What a mouthful – new sabre-tooth predator named

Palaeontologists have described a new species of sabre-toothed mammal (Diegoaelurus vanvalkenburghae) from a sabre-toothed jaw-bone fossil originally unearthed in 1988. Dating to the Eocene Epoch, it was alive 42 million years ago – preceding modern cats by millions of years.

This new discovery, published in PeerJ, gives us insight into the behaviour and evolution of some of the first mammals to have an exclusively meat-based diet. The specimen includes a lower jaw and well-preserved teeth and is the earliest known cat-like predator in North America.

“Today the ability to eat an all-meat diet, also called hypercarnivory, isn’t uncommon,” says co-author Dr Ashley Poust, researcher from the San Diego Natural History Museum (The Nat) in the U.S. “Tigers do it, polar bears can do it. If you have a house cat, you may even have a hypercarnivore at home.

“But 42 million years ago, mammals were only just figuring out how to survive on meat alone. One big advance was to evolve specialized teeth for slicing flesh—which is something we see in this newly described specimen.”

The fossil comes from a location first discovered in the 1980s by a 12-year-old boy in San Diego County, southern California, USA. Since then, “Jeff’s Discovery Site” has become an important fossil bed within a larger group of rocks called the Santiago Formation. The sabre-toothed jawbone fossil, which you is available for interest and study online as an interactive 3D model, has been in The Nat’s collection since 1988 but was only recently described.

Fossil in collection 3
The Diegoaelurus jawbone fossil has been in The Nat’s collection since 1988. It was recovered from a construction site in Oceanside by the museum’s PaleoServices team. When this carnivorous animal was alive 42 million years ago, San Diego was covered in rainforests populated by many small, unusual rodents, marsupials, primates and hooved mammals. Credit: San Diego Natural History Museum

D. vanvalkenburghae would have been a powerful and relatively new kind of hunter about the size of a modern-day bobcat, with a downturned bony chin to protect its long upper sabre-teeth.

▸ Data to examine:
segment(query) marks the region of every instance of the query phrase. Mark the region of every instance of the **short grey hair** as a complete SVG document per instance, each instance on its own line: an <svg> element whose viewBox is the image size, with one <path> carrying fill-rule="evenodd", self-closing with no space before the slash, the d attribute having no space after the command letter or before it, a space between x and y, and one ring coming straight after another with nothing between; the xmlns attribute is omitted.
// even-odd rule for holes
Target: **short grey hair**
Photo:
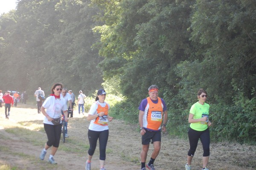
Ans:
<svg viewBox="0 0 256 170"><path fill-rule="evenodd" d="M158 89L158 87L157 87L157 86L155 85L151 85L151 86L150 86L149 87L148 87L148 91L150 90L151 89Z"/></svg>

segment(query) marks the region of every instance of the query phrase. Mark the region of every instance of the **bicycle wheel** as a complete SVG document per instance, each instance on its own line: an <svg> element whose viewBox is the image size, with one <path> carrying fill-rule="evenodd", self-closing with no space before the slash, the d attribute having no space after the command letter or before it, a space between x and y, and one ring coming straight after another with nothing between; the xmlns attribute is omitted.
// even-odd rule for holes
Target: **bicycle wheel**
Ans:
<svg viewBox="0 0 256 170"><path fill-rule="evenodd" d="M62 121L62 135L63 136L63 143L65 143L65 121Z"/></svg>

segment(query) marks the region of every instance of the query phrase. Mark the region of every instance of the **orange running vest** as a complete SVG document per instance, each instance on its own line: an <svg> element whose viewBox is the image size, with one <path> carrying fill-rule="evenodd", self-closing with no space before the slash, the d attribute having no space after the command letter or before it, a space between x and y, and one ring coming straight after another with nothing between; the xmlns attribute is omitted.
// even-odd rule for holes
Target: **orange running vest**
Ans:
<svg viewBox="0 0 256 170"><path fill-rule="evenodd" d="M163 119L163 105L161 98L159 97L157 98L157 103L154 104L151 101L150 97L147 98L148 104L145 108L145 114L146 114L146 121L143 121L143 127L153 130L161 129ZM145 125L146 126L144 126Z"/></svg>
<svg viewBox="0 0 256 170"><path fill-rule="evenodd" d="M105 107L102 107L98 102L95 102L96 104L98 105L98 108L97 109L97 113L99 113L102 112L104 112L104 115L102 117L98 116L94 123L95 124L99 124L101 126L108 126L108 105L106 103L106 106Z"/></svg>

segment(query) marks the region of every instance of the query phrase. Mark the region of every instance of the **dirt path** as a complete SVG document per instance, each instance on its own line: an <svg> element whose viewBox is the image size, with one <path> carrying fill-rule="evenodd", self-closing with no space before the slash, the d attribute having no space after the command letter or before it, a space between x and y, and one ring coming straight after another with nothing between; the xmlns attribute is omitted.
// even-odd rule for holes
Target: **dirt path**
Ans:
<svg viewBox="0 0 256 170"><path fill-rule="evenodd" d="M47 138L43 129L43 115L37 113L35 106L30 107L21 104L12 107L9 120L5 119L4 108L0 108L0 169L3 165L9 165L13 169L6 170L84 170L89 146L87 133L89 122L86 117L75 112L74 117L70 118L70 137L64 144L61 141L55 156L58 164L51 165L47 162L49 151L44 161L39 158ZM32 124L35 125L35 127ZM141 136L137 126L114 120L109 127L105 168L140 170ZM30 130L25 135L26 131L24 132L24 128ZM200 143L192 162L194 170L201 168L202 151ZM155 168L157 170L184 169L188 147L186 140L163 134L161 150L154 163ZM153 145L151 145L147 161L152 150ZM210 150L209 168L211 170L256 169L255 146L212 144ZM92 170L99 169L98 159L97 148L93 157Z"/></svg>

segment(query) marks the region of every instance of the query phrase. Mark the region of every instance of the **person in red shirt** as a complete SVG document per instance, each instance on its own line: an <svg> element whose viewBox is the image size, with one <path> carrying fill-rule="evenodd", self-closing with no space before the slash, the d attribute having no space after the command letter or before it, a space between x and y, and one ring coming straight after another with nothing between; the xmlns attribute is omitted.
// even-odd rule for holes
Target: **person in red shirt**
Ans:
<svg viewBox="0 0 256 170"><path fill-rule="evenodd" d="M6 118L9 118L10 116L10 110L11 110L11 104L13 106L13 98L12 96L10 95L10 91L7 91L7 94L3 97L5 103L5 114ZM7 114L7 109L8 109L8 114Z"/></svg>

▸ About this exercise: Retype the part of the article on the newly named predator that begins at the words "This new discovery, published" and stops after "hypercarnivore at home.". None of the lines above have any role here.

▸ Answer space:
This new discovery, published in PeerJ, gives us insight into the behaviour and evolution of some of the first mammals to have an exclusively meat-based diet. The specimen includes a lower jaw and well-preserved teeth and is the earliest known cat-like predator in North America.

“Today the ability to eat an all-meat diet, also called hypercarnivory, isn’t uncommon,” says co-author Dr Ashley Poust, researcher from the San Diego Natural History Museum (The Nat) in the U.S. “Tigers do it, polar bears can do it. If you have a house cat, you may even have a hypercarnivore at home.